= Ausgewählter Text =
:::::

Sexarbeit ist so alt wie die Menschheit. Der Straßenstrich im Kurfürstenkiez ist über hundert Jahre alt. Für viele Anwohner wird er unerträglich. Andere sehen es gelassen oder als notwendiges Übel in einer Stadt-Gesellschaft. Wieder andere bemühen sich um Ausgleich……
Nun hat der Bezirksbürgermeister von Mitte seine Thesen dazu klar gemacht. Was meinen Sie dazu?
Thesenpapier des Bezirksbürgermeisters von Mitte, Stephan von Dassel:
Straßenstrich, Verrichtungsboxen und menschenunwürdige Zustände im Kurfürstenkiez
Es gibt kaum ein Thema über das in Berlin so kontrovers diskutiert wird, wie über den Umgang mit dem Straßenstrich in der Kurfürstenstraße. Anwohnende und Gewerbetreibende fordern seit vielen Jahren ein Verbot jeglicher Straßenprostitution. Der Senat lehnt ordnungsrechtliche Einschränkungen der Straßenprostitution ab, weil er dadurch eine Verschlechterung der Gesamtsituation befürchtet. Ein Kompromiss zwischen diesen Positionen scheint unmöglich.
Nun fordert der vom Senat eingesetzte Runde Tisch Sexarbeit die Erprobung von Verrichtungsboxen, um den Vollzug sexueller Leistungen aus dem öffentlichen Raum zu verlagern und die Sicherheit der Sexarbeitenden zu erhöhen.
Die in diesem Zusammenhang begonnene Diskussion bietet die Chance, über das Thema Sexarbeit im öffentlichen Raum neu nachzudenken und Vorschläge zu formulieren, die für Anwohnende und Sexarbeitende gleichermaßen eine Verbesserung ihres Alltags darstellen und so auch in Berlin eine politische Mehrheit finden könnten.
Wenn Positionen so weit wie bei der Betrachtung der Situation in der Kurfürstenstraße auseinanderliegen, ist zuerst ein gemeinsames Verständnis der Ist-Situation notwendig.
Nach zwei Jahren intensiver inhaltlicher, organisatorischer und kommunikativer Auseinandersetzung mit der Kurfürstenstraße halte ich die nachfolgenden Aussagen für Konsens bei allen Beteiligten:
1. Anwohnende und Anrainer*innen der Kurfürstenstraße sind der dortigen Straßenprostitution bisher mit viel Toleranz und Verständnis für die Notlagen der dortigen Sexarbeitenden begegnet.
2. Männer fragen in der Kurfürstenstraße sexuelle Dienstleistungen zu einem so geringen Preis nach, der den offenen und würdelosen Vollzug bedingt und sexdienstleistende Frauen zwingt, sexuelle Dienstleistungen als Massengeschäft vorzunehmen, um ein Mindesteinkommen zu erzielen.

:::::

= Angezeigte Daten =

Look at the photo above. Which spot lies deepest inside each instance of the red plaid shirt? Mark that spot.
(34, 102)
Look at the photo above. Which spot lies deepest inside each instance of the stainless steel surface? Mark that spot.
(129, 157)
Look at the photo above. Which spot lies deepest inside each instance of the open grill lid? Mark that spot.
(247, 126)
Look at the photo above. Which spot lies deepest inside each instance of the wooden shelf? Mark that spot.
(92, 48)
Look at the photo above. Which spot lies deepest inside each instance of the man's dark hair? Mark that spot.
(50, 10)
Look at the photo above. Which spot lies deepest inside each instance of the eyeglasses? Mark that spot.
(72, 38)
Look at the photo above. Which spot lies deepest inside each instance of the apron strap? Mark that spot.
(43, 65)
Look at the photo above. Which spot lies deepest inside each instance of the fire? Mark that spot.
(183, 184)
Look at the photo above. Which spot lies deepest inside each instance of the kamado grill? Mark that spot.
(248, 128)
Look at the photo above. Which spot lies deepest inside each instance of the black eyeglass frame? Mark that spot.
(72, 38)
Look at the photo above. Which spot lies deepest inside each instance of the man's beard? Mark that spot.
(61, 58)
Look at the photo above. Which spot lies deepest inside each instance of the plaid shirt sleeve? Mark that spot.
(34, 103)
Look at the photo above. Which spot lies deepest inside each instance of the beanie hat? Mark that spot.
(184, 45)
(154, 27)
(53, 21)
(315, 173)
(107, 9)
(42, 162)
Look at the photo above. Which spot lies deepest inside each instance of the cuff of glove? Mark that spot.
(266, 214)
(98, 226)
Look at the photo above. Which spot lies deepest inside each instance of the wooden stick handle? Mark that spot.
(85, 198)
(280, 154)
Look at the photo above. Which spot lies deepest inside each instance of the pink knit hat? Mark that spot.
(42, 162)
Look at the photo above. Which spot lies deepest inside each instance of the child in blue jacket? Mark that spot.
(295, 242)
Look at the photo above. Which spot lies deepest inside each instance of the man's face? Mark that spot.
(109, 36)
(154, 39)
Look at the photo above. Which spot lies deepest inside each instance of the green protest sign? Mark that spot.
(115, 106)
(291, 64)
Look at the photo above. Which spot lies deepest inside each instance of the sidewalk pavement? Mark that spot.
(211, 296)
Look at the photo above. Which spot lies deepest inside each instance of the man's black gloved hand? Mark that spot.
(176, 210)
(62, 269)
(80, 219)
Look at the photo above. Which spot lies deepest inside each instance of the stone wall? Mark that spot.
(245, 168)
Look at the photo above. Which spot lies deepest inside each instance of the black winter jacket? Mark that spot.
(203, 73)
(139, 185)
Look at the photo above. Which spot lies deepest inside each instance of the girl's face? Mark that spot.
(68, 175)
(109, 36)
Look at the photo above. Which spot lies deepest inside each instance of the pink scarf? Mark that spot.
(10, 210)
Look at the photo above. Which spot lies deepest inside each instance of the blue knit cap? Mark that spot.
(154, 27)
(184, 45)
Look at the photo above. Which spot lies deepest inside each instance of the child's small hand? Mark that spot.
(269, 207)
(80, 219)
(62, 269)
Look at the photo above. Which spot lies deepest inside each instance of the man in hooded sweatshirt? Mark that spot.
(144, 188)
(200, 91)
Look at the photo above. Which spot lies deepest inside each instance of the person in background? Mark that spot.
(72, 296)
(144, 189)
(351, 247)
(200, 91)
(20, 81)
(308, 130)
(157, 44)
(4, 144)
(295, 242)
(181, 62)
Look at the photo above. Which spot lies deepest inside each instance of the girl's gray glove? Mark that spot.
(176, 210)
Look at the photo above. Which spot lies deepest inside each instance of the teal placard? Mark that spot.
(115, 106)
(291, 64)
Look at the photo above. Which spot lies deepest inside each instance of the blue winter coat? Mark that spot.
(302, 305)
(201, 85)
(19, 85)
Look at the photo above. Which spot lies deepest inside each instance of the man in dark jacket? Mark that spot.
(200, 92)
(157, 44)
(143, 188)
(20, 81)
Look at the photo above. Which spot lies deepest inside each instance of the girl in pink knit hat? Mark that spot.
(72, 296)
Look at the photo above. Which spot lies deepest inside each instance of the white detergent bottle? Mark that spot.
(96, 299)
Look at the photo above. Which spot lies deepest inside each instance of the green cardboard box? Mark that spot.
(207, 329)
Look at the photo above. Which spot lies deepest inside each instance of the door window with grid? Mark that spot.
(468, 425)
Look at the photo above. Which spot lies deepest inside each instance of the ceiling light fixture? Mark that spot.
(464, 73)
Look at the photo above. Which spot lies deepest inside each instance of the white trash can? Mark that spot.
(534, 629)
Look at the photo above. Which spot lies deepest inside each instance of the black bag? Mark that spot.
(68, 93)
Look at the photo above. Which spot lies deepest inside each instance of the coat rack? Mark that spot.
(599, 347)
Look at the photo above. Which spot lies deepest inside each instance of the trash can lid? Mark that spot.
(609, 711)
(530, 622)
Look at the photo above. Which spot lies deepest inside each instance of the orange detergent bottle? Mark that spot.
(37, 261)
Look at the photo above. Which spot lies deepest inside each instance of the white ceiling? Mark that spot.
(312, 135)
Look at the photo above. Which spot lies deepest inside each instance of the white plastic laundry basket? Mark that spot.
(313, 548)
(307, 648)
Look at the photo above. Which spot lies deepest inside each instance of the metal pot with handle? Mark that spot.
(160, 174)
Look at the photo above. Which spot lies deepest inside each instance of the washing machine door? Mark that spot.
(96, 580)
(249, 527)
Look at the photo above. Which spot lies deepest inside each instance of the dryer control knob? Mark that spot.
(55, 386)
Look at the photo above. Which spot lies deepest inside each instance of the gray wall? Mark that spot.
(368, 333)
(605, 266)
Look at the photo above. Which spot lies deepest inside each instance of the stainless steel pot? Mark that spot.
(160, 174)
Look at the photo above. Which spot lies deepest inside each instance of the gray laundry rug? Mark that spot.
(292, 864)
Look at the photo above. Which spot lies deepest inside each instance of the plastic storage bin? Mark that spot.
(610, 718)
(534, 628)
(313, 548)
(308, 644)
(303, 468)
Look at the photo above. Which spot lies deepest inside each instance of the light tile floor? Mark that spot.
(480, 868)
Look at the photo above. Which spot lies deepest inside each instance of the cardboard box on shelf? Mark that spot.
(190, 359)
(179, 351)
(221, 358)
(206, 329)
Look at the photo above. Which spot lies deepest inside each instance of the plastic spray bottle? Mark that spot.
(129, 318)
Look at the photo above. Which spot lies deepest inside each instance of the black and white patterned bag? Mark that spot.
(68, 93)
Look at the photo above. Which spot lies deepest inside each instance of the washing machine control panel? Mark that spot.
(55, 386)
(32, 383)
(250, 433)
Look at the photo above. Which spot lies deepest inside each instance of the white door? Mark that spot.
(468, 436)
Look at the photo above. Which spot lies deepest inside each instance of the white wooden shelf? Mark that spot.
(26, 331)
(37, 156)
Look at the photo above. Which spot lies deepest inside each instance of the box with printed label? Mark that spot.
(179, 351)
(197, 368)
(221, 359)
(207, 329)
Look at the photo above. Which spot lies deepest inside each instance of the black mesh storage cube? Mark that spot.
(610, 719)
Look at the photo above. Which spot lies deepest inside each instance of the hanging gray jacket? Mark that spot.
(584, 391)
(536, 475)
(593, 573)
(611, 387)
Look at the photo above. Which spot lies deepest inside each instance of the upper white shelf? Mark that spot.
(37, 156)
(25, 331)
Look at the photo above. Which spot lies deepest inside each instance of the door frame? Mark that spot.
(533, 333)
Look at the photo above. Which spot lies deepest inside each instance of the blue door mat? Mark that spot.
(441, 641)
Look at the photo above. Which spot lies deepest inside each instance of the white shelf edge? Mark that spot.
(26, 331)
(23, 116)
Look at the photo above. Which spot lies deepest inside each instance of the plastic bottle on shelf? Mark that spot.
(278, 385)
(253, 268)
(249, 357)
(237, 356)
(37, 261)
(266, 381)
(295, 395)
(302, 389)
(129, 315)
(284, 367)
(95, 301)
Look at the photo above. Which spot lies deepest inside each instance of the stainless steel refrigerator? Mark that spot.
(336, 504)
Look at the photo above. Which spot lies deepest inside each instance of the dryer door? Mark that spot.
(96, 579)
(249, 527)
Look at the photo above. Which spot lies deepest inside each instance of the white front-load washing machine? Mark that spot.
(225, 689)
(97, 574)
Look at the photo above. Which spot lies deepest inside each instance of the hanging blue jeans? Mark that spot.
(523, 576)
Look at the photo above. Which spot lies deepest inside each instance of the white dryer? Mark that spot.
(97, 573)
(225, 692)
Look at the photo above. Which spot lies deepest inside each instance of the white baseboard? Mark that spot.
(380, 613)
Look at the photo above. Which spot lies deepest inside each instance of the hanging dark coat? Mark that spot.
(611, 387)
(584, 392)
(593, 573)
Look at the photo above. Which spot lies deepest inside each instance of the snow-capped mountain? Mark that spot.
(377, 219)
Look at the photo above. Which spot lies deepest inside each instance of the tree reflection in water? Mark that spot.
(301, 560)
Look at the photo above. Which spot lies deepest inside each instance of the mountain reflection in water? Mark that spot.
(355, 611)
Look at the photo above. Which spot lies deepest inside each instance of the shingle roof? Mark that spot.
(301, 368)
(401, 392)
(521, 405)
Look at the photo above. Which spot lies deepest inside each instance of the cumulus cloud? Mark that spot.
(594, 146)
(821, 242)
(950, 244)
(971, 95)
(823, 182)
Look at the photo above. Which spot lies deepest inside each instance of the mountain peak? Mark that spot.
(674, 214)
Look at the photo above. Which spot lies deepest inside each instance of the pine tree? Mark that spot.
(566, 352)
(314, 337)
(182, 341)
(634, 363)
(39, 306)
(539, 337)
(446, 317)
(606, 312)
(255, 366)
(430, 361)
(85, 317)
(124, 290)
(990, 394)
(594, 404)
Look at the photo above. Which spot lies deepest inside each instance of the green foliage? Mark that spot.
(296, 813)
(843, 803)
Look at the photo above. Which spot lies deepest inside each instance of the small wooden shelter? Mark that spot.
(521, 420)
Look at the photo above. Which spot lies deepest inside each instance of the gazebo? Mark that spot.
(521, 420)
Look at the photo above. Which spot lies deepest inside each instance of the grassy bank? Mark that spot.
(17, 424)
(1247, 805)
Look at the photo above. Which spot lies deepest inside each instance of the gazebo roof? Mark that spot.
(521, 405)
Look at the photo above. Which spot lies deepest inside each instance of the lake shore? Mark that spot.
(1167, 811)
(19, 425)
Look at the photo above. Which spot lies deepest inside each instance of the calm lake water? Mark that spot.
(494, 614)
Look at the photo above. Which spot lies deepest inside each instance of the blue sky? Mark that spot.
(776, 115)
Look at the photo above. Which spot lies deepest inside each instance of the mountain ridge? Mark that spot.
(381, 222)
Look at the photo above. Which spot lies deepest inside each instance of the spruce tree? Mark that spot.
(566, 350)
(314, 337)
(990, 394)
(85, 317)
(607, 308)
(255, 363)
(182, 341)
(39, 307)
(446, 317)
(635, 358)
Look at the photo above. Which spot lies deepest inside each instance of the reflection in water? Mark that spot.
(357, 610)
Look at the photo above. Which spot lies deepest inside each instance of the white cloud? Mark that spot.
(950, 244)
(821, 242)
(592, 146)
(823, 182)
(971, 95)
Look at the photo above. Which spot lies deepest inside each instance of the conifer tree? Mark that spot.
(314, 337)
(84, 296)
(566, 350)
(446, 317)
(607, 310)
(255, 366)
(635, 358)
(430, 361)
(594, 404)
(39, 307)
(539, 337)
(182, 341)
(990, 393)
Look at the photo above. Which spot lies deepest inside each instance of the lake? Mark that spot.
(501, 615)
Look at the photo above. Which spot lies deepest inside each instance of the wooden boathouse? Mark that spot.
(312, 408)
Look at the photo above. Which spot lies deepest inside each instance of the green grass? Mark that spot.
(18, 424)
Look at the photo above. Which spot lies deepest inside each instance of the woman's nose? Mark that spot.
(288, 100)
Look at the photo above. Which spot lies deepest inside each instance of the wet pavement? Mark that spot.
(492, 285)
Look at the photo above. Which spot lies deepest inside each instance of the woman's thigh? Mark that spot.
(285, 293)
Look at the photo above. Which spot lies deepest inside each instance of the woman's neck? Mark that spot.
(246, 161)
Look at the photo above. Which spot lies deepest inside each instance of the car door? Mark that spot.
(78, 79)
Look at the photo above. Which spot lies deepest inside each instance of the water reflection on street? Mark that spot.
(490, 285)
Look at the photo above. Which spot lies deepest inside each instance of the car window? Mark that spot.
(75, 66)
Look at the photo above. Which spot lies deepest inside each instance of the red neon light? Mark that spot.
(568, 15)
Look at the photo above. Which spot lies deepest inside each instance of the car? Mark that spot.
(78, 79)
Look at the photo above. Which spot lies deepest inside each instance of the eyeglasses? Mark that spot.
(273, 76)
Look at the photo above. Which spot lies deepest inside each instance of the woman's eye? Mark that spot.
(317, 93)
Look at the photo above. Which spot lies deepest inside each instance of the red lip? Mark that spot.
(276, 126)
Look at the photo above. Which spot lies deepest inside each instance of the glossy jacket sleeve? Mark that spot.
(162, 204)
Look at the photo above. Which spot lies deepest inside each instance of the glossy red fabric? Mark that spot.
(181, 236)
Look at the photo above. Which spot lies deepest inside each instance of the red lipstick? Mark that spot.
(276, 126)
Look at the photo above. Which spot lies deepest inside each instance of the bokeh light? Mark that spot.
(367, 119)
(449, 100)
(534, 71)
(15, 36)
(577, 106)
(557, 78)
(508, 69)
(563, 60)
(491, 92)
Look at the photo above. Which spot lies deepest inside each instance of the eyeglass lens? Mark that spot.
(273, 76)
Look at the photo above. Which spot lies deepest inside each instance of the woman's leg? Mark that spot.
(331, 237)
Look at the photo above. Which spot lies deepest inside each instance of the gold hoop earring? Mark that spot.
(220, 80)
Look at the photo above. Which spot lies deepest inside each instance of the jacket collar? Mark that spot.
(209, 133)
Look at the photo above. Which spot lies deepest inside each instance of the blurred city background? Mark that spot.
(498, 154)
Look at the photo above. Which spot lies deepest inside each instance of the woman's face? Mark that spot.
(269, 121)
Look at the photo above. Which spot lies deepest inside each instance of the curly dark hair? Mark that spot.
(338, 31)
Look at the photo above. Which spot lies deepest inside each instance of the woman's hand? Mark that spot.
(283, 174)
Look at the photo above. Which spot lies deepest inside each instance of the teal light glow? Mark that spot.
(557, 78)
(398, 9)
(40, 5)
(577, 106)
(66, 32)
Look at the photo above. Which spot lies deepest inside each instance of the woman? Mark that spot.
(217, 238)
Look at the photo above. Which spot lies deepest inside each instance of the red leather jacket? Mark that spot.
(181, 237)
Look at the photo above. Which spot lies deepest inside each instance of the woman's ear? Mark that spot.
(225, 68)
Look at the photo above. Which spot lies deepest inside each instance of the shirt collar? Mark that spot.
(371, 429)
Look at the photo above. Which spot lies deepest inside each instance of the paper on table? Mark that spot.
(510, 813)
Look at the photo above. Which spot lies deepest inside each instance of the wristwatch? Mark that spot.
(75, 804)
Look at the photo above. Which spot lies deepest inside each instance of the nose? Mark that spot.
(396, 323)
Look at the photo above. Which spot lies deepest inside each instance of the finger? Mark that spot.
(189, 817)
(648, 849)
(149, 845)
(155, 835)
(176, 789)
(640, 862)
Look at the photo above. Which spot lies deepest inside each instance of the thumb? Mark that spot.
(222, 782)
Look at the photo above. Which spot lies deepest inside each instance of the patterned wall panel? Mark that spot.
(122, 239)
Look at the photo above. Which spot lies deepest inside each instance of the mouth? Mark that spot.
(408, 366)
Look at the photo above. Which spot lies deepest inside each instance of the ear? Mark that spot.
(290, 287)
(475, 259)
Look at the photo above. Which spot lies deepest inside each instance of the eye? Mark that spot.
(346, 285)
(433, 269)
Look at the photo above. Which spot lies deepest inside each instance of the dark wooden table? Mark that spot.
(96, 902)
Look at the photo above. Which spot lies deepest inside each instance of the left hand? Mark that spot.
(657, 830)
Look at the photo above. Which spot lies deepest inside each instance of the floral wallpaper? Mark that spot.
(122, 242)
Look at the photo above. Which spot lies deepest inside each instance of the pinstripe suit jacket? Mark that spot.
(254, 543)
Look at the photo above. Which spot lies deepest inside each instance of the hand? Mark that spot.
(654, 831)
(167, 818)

:::::

= Aufgaben =
[a] Wiederhole aus dem Text zum Straßenstrich in der Kurfürstenstraße wörtlich die Stelle von „Thesenpapier des Bezirksbürgermeisters“ bis einschließlich „Sexarbeitenden zu erhöhen.“.
[b] Wie alt ist der Straßenstrich im Kurfürstenkiez laut dem Text zum Straßenstrich in der Kurfürstenstraße?
[c] Schreib alle Adjektive heraus, die im Text zum Straßenstrich in der Kurfürstenstraße im Satz mit „Nach zwei Jahren“ vor dem Wort „Auseinandersetzung“ stehen.

= Ergebnisse =
[a]
Thesenpapier des Bezirksbürgermeisters von Mitte, Stephan von Dassel:
Straßenstrich, Verrichtungsboxen und menschenunwürdige Zustände im Kurfürstenkiez
Es gibt kaum ein Thema über das in Berlin so kontrovers diskutiert wird, wie über den Umgang mit dem Straßenstrich in der Kurfürstenstraße. Anwohnende und Gewerbetreibende fordern seit vielen Jahren ein Verbot jeglicher Straßenprostitution. Der Senat lehnt ordnungsrechtliche Einschränkungen der Straßenprostitution ab, weil er dadurch eine Verschlechterung der Gesamtsituation befürchtet. Ein Kompromiss zwischen diesen Positionen scheint unmöglich.
Nun fordert der vom Senat eingesetzte Runde Tisch Sexarbeit die Erprobung von Verrichtungsboxen, um den Vollzug sexueller Leistungen aus dem öffentlichen Raum zu verlagern und die Sicherheit der Sexarbeitenden zu erhöhen.

[b] Über hundert Jahre alt.

[c] intensiver, inhaltlicher, organisatorischer, kommunikativer